Data in this exercise: Begin
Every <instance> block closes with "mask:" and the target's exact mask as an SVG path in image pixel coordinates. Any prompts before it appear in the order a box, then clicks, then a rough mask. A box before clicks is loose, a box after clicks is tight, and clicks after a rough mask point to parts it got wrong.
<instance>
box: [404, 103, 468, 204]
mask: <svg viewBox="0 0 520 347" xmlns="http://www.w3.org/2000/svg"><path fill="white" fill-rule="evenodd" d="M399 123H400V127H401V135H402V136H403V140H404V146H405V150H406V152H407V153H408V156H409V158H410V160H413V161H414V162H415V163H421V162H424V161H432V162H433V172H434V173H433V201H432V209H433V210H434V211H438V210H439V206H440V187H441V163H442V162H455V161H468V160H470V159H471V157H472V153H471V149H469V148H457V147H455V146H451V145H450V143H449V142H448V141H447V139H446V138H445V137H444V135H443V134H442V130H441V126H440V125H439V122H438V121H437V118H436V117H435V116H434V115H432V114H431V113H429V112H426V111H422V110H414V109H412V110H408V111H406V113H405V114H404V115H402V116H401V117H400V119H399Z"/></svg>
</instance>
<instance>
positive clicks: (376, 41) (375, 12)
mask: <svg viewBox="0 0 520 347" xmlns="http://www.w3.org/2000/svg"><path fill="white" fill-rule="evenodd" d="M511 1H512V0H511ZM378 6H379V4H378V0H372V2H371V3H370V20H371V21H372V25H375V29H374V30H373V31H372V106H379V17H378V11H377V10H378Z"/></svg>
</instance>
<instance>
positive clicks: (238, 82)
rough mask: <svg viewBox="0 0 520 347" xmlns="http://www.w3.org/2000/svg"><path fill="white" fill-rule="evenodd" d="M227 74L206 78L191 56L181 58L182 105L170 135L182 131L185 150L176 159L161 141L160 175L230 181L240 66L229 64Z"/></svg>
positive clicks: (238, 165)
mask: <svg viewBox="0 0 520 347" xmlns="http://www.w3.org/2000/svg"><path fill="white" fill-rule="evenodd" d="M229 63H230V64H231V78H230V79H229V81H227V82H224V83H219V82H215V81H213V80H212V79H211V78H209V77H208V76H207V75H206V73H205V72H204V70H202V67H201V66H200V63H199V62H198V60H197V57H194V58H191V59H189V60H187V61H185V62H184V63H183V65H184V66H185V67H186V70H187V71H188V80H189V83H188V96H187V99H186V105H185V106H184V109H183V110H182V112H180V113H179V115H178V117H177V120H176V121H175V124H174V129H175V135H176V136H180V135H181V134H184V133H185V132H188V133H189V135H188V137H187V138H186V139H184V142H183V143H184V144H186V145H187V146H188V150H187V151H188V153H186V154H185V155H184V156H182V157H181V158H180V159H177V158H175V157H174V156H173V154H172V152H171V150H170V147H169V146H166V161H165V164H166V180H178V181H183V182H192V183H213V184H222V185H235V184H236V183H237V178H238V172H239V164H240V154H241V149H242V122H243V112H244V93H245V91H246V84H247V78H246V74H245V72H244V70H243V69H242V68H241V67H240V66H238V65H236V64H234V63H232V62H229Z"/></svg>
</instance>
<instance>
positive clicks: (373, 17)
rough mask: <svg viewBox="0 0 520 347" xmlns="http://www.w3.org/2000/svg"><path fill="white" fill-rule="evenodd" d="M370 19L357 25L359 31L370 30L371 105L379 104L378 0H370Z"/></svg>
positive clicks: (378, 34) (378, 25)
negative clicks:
Data in this exercise: End
■ Task statement
Only the lines from the one with "19L357 25L359 31L370" through the final line above belong in the answer, each retyped exactly.

■ Result
rough mask: <svg viewBox="0 0 520 347" xmlns="http://www.w3.org/2000/svg"><path fill="white" fill-rule="evenodd" d="M370 19L357 25L359 31L370 30L371 105L379 104L378 0H370Z"/></svg>
positive clicks: (378, 34) (378, 25)
negative clicks:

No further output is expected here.